### TEXT BLOCK

We determined the prevalence of anti-hepatitis B surface antibodies (anti-HBs) among children and adolescents vaccinated for hepatitis B virus in infancy as part of the routine vaccination programme. A representative serum sample of the Israeli population age 0–19 was tested. In a separate pilot study, a booster dose of hepatitis B vaccine was administered to 31 candidates for national service, who were fully vaccinated in infancy and tested negative for hepatitis B surface antibodies at age 17–19 years and anti-HBs antibodies were assessed 8 weeks later. Of the 1273 samples tested, 631 (49·6%) were positive to anti-HBs antibodies. Seropositivity rates were 89·5% among infants aged 6–12 months and declined significantly with age to 20·7% at age 19 years. No differences in seropositivity rates were observed between Jews and Arabs, males and females and those born in Israel and in other countries. Seroconversion rate among the 31 individuals who received a booster dose was 90·3% (95% CI: 75·1–96·6%). We recommend a booster dose for healthcare personnel before starting to work at the health care facility.

Footnotes

These authors contributed equally to this work.

INTRODUCTION

Infection with hepatitis B virus (HBV) can cause acute and chronic liver diseases [1, 2]. The virus is transmitted by parenteral or mucosal exposure to infected blood and serous fluids [2, 3]. In highly endemic areas, HBV is most commonly spread from mother to child at birth or through horizontal transmission during the first 5 years of life [3]. Sexual transmission of hepatitis B may occur, particularly in men who have sex with men and heterosexual persons with multiple sex partners or contact with sex workers [3, 4]. Transmission of the virus may also occur through reuse of needles and syringes [3, 4].

######

Please give the seroconversion rate among the 31 individuals who received a booster dose, as reported in the hepatitis B text.

### SUPPLIED MATERIAL

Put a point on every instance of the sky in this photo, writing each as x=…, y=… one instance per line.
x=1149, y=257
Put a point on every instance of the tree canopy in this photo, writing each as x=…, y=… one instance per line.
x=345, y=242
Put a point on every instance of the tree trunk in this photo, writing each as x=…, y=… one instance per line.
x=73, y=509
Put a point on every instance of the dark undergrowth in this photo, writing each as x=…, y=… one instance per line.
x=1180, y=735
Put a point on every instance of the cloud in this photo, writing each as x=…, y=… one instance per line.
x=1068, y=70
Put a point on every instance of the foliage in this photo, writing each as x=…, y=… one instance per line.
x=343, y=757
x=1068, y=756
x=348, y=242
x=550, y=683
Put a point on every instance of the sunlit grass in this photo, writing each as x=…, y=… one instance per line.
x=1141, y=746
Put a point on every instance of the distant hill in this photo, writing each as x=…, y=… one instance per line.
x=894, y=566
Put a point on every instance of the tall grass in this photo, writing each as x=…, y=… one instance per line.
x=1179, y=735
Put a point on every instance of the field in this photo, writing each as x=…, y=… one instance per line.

######

> _THE ANSWER_
90·3% (95% CI: 75·1–96·6%)